Text excerpt -
+---+

Well okay not really, if you’ve never player “io” games before, they’re generally very simple in design and usually involve players versing other players online. I mean you can literally just search for them and boom a whole bunch will show up (agar.io, diep.io (my fav), slither.io).

Paperio is very simple, its really a battle royale esq. game and you spontaneously spawn into a game and you want to take over the entire map.

Your goal is to create lines outside your territory and take over the entire map. If you run into someone else’s line you take them out of the (ol’ ball) game

But my point isn’t to advertise you to play this, the point is to talk specifically about how they simulate the feeling of being in a multiplayer game with other “real” players. Of course when you play the game on your phone or pc, you’ll eventually realize that if you unplug your internet or go into airplane mode, that the opposing players are just bots doing their thing. They’re not real, they’re a lie, a fraud, it’s just bots pretending to be people.

To keep it short, the A.I. in general does not seem to have it’s own “behavior” though I could be totally wrong and that they give them parameters to change how cautious they are or how aggressive they are etc.

Whipping out the ol’ classics

in Counter Strike, you can actually go into a bot config file and each bot name has it’s own parameters for things like “skill”, “cooperation”, “bravery” etc.

The point of having a parameter like this is to make it so you can simulate the uniqueness of each human player in a game. (I don’t think Paperio does this but it certainly is one way to add to the feeling of fake multiplayer.)

Paperio does seem to store up to date player usernames into a database online (and offline they just have a giant file full of offline names to pull from). The advantage of storing the usernames is that you always are up-to-date with the latest meme names and in a way makes the game feel “relevant” as if real people are still playing it.

In this example, the player stared at this bot that was standing still, and then they taunted.

Team Fortress 2 AI does a thing where when they kill you there’s a random chance they’ll taunt. But what really sells it is that there’s a slight delay for the AI to realize they killed you. Actually just like real players if you stare at a friendly bot before the match starts they’ll taunt. (though other behaviors they could also have added might also just be stare back, run back and forth, or sometimes shoot you, duck spam)

I’ve seen some other clever attempts at this too where the “players” will actually text things like “owned” in the chat.

In some ways this sort of thing really takes me back to when I was but a wee lil’ lad playing counter strike and telling the bot teammates to “follow me”.

Really the trick to simulating real players in an offline multiplayer game is to emulate human behavior. These were just a couple of examples of how games pull it off.

What sort of offline multiplayer games have you played that try to emulate real player behaviors?

+---+

Exercise data -
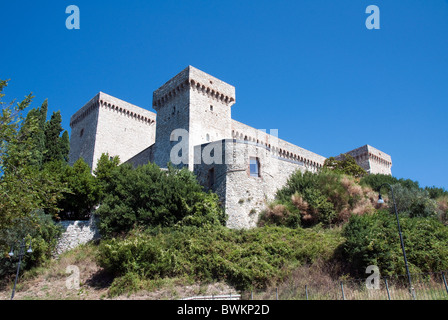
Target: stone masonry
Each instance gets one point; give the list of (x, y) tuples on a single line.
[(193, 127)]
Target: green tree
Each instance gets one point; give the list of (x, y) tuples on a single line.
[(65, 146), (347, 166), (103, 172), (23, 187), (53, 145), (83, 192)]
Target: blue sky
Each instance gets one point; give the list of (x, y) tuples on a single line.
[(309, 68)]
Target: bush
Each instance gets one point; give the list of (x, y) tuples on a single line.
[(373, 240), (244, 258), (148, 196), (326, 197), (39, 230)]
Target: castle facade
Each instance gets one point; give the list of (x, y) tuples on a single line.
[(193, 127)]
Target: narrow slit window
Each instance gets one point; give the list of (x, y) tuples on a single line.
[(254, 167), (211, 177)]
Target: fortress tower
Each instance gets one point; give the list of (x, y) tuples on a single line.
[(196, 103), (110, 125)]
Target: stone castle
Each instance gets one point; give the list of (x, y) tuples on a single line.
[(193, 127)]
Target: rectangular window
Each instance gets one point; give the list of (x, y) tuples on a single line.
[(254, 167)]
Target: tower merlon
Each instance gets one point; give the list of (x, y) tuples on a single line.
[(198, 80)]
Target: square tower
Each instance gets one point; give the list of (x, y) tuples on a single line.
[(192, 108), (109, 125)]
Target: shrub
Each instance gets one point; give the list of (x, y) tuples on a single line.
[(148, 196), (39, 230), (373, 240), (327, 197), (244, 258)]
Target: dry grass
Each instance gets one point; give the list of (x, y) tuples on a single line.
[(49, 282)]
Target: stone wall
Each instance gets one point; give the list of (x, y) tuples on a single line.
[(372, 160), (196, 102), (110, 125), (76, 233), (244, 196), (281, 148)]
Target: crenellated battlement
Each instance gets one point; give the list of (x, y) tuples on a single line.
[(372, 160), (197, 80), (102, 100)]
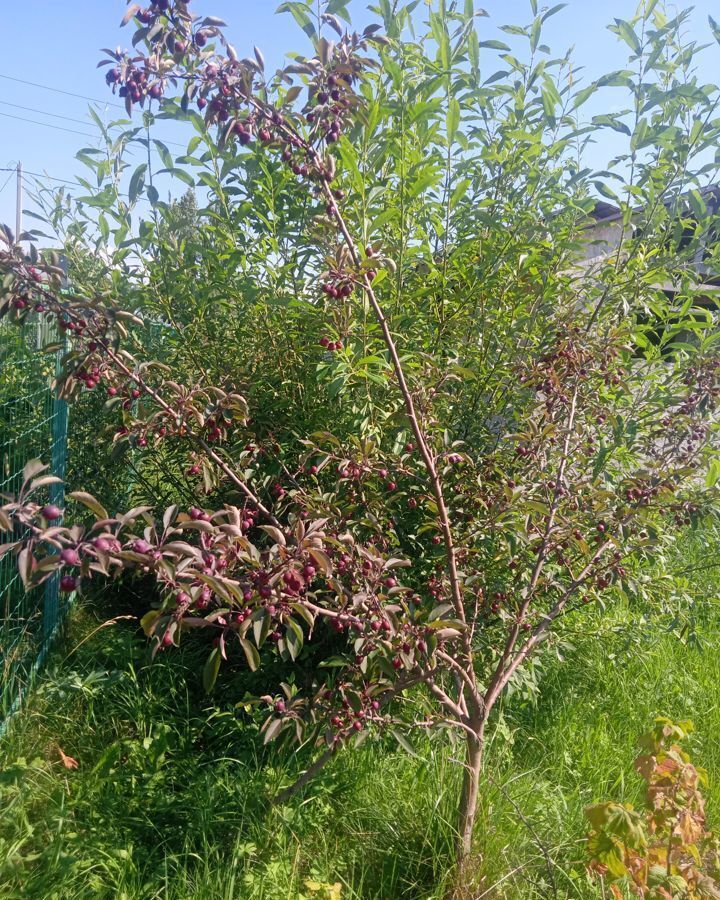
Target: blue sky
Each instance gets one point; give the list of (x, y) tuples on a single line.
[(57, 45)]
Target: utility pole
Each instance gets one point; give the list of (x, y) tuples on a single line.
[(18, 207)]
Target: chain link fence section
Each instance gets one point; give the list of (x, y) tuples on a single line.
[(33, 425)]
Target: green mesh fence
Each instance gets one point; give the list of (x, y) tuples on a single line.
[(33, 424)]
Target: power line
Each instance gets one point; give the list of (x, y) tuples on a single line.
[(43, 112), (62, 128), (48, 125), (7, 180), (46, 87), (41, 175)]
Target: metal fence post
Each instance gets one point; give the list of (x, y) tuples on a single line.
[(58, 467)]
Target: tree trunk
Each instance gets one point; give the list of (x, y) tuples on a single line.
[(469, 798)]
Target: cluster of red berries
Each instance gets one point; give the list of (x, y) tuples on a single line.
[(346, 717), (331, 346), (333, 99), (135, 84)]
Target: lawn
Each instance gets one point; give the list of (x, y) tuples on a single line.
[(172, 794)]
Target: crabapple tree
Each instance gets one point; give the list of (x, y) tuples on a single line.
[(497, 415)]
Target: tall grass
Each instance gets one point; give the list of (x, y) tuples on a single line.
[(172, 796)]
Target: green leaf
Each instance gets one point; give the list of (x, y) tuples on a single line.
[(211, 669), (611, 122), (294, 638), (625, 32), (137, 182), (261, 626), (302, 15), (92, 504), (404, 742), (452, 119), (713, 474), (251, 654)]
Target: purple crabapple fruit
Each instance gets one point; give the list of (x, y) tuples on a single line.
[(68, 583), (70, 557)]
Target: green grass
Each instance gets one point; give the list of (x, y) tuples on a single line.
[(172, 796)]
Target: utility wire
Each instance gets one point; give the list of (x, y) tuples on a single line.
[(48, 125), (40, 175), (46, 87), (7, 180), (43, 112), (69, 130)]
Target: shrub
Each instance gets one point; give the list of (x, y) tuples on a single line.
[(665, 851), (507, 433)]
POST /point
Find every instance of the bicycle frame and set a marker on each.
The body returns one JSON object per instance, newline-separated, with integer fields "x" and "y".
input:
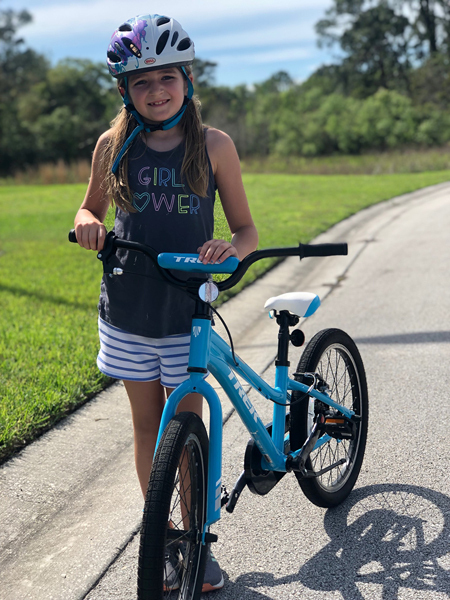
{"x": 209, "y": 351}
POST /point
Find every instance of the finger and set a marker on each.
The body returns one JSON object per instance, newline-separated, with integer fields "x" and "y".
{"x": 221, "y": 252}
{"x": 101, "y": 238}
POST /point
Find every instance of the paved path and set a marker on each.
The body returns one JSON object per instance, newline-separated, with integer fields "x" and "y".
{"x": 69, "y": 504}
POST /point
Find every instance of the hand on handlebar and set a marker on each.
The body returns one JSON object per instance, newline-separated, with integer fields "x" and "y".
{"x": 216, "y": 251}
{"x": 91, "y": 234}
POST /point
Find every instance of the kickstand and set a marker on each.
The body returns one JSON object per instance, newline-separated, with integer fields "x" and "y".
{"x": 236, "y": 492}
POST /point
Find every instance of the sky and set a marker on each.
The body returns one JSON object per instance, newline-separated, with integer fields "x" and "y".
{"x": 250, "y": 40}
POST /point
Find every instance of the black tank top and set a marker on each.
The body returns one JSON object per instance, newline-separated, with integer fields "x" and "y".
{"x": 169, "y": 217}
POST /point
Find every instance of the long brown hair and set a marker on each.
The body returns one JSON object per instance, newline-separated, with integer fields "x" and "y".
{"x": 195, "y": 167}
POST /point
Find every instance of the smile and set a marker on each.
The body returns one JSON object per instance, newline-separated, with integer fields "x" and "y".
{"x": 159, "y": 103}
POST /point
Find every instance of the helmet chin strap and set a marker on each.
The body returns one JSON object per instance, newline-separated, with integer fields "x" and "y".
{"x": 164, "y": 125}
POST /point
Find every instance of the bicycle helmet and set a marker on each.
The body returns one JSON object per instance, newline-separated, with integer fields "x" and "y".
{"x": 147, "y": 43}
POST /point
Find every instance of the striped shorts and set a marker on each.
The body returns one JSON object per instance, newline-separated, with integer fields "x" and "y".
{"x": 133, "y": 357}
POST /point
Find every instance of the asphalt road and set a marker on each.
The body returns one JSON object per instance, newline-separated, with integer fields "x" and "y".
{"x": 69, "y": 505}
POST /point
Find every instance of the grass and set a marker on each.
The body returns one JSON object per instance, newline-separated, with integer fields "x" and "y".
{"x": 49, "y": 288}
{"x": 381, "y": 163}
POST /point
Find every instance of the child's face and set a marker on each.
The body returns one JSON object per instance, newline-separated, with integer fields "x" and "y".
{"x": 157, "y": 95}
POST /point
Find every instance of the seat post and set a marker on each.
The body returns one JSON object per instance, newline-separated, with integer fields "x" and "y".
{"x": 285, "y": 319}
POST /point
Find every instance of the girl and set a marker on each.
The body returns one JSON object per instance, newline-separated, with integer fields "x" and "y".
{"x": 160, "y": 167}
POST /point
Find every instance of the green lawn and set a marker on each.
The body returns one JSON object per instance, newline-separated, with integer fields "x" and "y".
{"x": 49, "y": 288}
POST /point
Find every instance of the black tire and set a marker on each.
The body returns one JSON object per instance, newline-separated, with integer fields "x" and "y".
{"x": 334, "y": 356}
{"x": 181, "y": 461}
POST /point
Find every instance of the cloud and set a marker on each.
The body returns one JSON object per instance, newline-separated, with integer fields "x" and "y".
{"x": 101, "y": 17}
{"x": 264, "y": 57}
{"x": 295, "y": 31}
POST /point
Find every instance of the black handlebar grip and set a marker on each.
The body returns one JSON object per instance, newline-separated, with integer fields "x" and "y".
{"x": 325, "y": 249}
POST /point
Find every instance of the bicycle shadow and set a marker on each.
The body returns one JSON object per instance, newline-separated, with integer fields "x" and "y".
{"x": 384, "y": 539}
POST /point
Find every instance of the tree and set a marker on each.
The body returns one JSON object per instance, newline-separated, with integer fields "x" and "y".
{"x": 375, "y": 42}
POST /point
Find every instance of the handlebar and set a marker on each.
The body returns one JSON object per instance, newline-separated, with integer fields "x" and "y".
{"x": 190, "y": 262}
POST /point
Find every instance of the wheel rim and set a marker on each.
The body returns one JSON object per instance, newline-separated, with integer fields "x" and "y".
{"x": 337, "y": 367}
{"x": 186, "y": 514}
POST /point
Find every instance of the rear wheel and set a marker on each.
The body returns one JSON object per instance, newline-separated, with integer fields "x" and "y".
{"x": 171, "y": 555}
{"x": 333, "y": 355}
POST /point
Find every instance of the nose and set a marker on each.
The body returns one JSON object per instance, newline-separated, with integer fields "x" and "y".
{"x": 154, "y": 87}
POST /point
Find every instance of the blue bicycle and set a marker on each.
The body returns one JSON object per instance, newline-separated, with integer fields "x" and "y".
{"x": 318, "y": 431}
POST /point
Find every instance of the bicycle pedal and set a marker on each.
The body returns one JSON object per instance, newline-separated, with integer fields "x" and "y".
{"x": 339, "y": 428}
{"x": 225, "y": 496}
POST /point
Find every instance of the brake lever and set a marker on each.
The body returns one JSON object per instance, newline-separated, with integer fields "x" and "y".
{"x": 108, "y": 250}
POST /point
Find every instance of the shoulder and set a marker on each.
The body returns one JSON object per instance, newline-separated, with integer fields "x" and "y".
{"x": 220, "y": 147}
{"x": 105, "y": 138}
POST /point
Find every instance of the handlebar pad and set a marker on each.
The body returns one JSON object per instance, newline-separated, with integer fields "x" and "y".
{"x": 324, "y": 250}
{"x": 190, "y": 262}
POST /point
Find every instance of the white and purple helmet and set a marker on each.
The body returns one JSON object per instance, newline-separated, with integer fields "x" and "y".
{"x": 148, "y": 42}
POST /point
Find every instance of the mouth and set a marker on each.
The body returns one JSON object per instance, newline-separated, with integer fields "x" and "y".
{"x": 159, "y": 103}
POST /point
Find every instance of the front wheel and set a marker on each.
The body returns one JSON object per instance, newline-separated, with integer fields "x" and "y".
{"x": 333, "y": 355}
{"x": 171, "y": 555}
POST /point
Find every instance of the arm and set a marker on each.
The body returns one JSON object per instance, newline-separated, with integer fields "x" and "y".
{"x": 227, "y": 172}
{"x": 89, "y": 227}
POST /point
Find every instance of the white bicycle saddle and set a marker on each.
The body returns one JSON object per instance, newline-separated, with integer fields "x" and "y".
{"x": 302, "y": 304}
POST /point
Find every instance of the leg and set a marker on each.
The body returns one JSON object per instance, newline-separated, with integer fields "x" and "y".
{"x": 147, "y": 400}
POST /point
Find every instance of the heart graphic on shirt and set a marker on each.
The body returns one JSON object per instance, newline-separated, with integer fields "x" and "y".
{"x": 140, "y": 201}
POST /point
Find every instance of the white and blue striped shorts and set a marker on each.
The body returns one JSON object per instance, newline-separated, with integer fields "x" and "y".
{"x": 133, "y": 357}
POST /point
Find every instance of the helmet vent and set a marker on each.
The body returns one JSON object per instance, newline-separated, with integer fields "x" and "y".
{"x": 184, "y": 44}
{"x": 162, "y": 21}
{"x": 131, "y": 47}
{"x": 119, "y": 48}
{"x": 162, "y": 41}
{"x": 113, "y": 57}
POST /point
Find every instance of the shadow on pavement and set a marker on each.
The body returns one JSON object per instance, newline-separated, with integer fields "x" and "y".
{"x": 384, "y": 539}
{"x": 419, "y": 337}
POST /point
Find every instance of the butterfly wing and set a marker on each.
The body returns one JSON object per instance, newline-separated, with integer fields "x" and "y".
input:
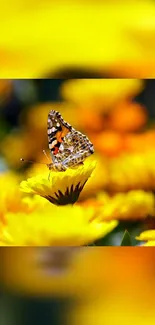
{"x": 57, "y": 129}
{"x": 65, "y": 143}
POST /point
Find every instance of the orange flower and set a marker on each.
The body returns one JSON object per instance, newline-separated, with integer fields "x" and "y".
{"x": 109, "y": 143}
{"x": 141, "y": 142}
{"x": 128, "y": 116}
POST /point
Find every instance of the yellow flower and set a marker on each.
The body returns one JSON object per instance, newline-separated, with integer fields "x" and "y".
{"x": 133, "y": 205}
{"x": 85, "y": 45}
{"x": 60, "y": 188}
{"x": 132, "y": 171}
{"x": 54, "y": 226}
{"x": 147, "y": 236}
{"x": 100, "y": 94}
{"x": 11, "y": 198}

+---+

Task instructions -
1) Please reproduce the post about bots posing as real players, word for word from start to finish.
2) Render the entries as a JSON list of strings with one string per line. Start at the line containing "Target: cluster of red berries" and stop after the line containing "[(497, 415)]", include both of those lines, leave out blank lines, and add nothing else.

Solved tasks -
1)
Well okay not really, if you’ve never player “io” games before, they’re generally very simple in design and usually involve players versing other players online. I mean you can literally just search for them and boom a whole bunch will show up (agar.io, diep.io (my fav), slither.io).

Paperio is very simple, its really a battle royale esq. game and you spontaneously spawn into a game and you want to take over the entire map.

Your goal is to create lines outside your territory and take over the entire map. If you run into someone else’s line you take them out of the (ol’ ball) game

But my point isn’t to advertise you to play this, the point is to talk specifically about how they simulate the feeling of being in a multiplayer game with other “real” players. Of course when you play the game on your phone or pc, you’ll eventually realize that if you unplug your internet or go into airplane mode, that the opposing players are just bots doing their thing. They’re not real, they’re a lie, a fraud, it’s just bots pretending to be people.

To keep it short, the A.I. in general does not seem to have it’s own “behavior” though I could be totally wrong and that they give them parameters to change how cautious they are or how aggressive they are etc.

Whipping out the ol’ classics

in Counter Strike, you can actually go into a bot config file and each bot name has it’s own parameters for things like “skill”, “cooperation”, “bravery” etc.

The point of having a parameter like this is to make it so you can simulate the uniqueness of each human player in a game. (I don’t think Paperio does this but it certainly is one way to add to the feeling of fake multiplayer.)

Paperio does seem to store up to date player usernames into a database online (and offline they just have a giant file full of offline names to pull from). The advantage of storing the usernames is that you always are up-to-date with the latest meme names and in a way makes the game feel “relevant” as if real people are still playing it.

In this example, the player stared at this bot that was standing still, and then they taunted.

Team Fortress 2 AI does a thing where when they kill you there’s a random chance they’ll taunt. But what really sells it is that there’s a slight delay for the AI to realize they killed you. Actually just like real players if you stare at a friendly bot before the match starts they’ll taunt. (though other behaviors they could also have added might also just be stare back, run back and forth, or sometimes shoot you, duck spam)

I’ve seen some other clever attempts at this too where the “players” will actually text things like “owned” in the chat.

In some ways this sort of thing really takes me back to when I was but a wee lil’ lad playing counter strike and telling the bot teammates to “follow me”.

Really the trick to simulating real players in an offline multiplayer game is to emulate human behavior. These were just a couple of examples of how games pull it off.

What sort of offline multiplayer games have you played that try to emulate real player behaviors?

2)
[
  "Target: cluster of red berries",
  "Each instance gets one point; give the list of (x, y) tuples on a single line.",
  "[(346, 717), (331, 346), (333, 99), (135, 84)]",
  "Target: lawn",
  "Each instance gets one point; give the list of (x, y) tuples on a single line.",
  "[(172, 794)]",
  "Target: crabapple tree",
  "Each instance gets one point; give the list of (x, y) tuples on a single line.",
  "[(497, 415)]"
]